WRITTEN TASKS.
(1) Repeat the Battle of Yongjiazhen passage between "The warlords gladly" and "lifeline for them.", inclusive, swapping "lifeline" for "rescue".
(2) In the Battle of Yongjiazhen passage, condense the paragraph beginning "However, most of these forces were not from Chiang's own circle" into a short bulleted list that keeps its main facts.

- Battle of Yongjiazhen: Part of the Chinese Civil War
| Date | August 16, 1945 – August 19, 1945 |
| Location | Central Anhui, China |
| Result | Communist victory |

Belligerents
- Republic of China: Chinese Red Army

Commanders and leaders
- Unknown: Tan Xilin

Strength
- 2,300: 8,000+

Casualties and losses
- 2,300: Minor

= Battle of Yongjiazhen =

1945 battle

The Battle of Yongjiazhen (雍家镇战斗) was fought during the aftermath of World War II in the Yongjiazhen (雍家镇) region of central Anhui, China between Communist forces and Kuomintang forces who had allied with the Japanese. The battle was part of the Chinese Civil War, resulting in a victory for the People's Liberation Army.

==Prelude==
Like similar clashes between the communists and nationalists in the aftermath of World War II in China, the battle was partly due to the realisation by Kuomintang (nationalist) leader Chiang Kai-shek that his regime had neither sufficient troops or transportation to allow him to deploy in the Japanese-occupied regions of China. Since the communists (who dominated most rural areas of the country) could expand their territory by accepting the Japanese surrender, Chiang ordered the Japanese (and the Chinese puppet regime) not to surrender to the communists. This would maintain order in the Japanese-controlled regions and help fight off the communists until the arrival and deployment of Kuomintang troops. As a result of this order, most members of the Japanese military forces rejoined the nationalists.

However, most of these forces were not from Chiang's own circle. They were primarily warlord troops only nominally under Chiang's command before the war; they were Kuomintang in name only, and maintained much of their autonomous status. These warlords were primarily interested in maintaining their own power, and defected to the Japanese when Japan offered to let them retain their power in exchange for collaboration. After World War II ended, these forces returned to the Kuomintang for the same reason they had defected. For Chiang, it was difficult to sever his relationship with the warlords; this would alienate other factions within the nationalist ranks, and the warlords were still useful to him. Chiang's objectives, therefore, were to solve the problems of the warlords and the communists; by the end of the civil war, this proved impossible.

==Nationalist strategy==
Even if the communists were able to take control of the Japanese-occupied territories, this would still be beneficial to Chiang. The communists were strong enough to greatly reduce the strength of the warlords; at the same time the communists would be weakened by the fighting, making it easier for the Kuomintang to prevail.

The warlords gladly followed Chiang's orders, and they were eager to prove themselves. They were aware that, due to their collaboration with the Japanese during the Second Sino-Japanese War, they were hated by the general Chinese population (including those nationalists who had refused to surrender to, or stop fighting, the Japanese). The order from Chiang not to surrender, and to fight the communists, was a lifeline for them.

==Communist strategy==
The communist strategy was simpler than that employed by the Kuomintang, since there were no large divisions within the communist ranks. They had already earned considerable popular support as the only Chinese force left in the region actively fighting the Japanese (and their puppet regime) after the withdrawal of the nationalists. After successfully establishing communist bases in rural areas, life there was better for the general population than it was in regions held by the Japanese.

DATA SHOWN.

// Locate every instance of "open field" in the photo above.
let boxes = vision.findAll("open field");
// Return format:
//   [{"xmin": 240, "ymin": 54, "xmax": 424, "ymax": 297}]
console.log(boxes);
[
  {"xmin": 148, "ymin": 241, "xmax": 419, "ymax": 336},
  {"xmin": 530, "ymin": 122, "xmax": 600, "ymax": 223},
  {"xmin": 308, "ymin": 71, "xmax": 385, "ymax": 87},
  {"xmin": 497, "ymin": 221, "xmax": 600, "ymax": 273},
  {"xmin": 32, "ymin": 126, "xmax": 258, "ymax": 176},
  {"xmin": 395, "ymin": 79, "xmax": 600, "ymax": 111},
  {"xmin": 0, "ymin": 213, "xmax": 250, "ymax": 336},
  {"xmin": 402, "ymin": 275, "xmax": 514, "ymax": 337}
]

...

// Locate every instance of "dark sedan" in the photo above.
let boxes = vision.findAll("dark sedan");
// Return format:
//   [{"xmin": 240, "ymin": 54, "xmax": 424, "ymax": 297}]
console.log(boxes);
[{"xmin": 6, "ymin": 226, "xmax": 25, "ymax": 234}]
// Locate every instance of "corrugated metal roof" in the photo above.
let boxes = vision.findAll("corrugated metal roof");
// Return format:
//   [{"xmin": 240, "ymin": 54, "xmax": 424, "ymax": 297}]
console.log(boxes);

* * *

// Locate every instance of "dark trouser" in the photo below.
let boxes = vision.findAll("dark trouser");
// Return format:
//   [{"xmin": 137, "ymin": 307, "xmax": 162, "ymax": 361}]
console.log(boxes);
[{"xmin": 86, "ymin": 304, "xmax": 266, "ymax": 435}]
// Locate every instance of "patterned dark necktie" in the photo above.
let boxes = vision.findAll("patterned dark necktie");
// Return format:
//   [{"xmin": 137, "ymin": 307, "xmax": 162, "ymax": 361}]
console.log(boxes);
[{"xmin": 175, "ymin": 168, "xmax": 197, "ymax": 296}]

TASK-BY-TASK RESULTS.
(1)
The warlords gladly followed Chiang's orders, and they were eager to prove themselves. They were aware that, due to their collaboration with the Japanese during the Second Sino-Japanese War, they were hated by the general Chinese population (including those nationalists who had refused to surrender to, or stop fighting, the Japanese). The order from Chiang not to surrender, and to fight the communists, was a rescue for them.

(2)
- Most of these forces were warlord troops, not from Chiang's own circle. Before the war they were only nominally under his command and kept much of their autonomy.
- The warlords cared mainly about keeping their own power. They defected to the Japanese when Japan let them retain it in exchange for collaboration.
- After World War II, they returned to the Kuomintang for the same reason.
- Chiang found it hard to cut ties with them because doing so would alienate other nationalist factions, and the warlords were still useful to him.
- His aim was to solve both the warlord and communist problems, which proved impossible by the end of the civil war.